• _What is needed_:
Reprint the entries without altering anything.

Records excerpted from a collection

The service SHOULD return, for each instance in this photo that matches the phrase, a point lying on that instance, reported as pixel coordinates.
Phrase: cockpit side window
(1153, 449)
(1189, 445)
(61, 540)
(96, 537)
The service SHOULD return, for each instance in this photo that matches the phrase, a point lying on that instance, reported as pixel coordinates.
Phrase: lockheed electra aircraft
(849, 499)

• _Answer box_:
The service SHOULD return, for each instance in this photo that matches the phrase, a point lying on that instance, reported as pixel coordinates.
Phrase: cockpit side window
(1153, 449)
(1189, 445)
(61, 540)
(96, 537)
The service SHOULD return, for each instance in this photo that matches the phrase, a point lying on that instance, reported as pixel coordinates.
Phrase: lockheed electra aircraft
(849, 499)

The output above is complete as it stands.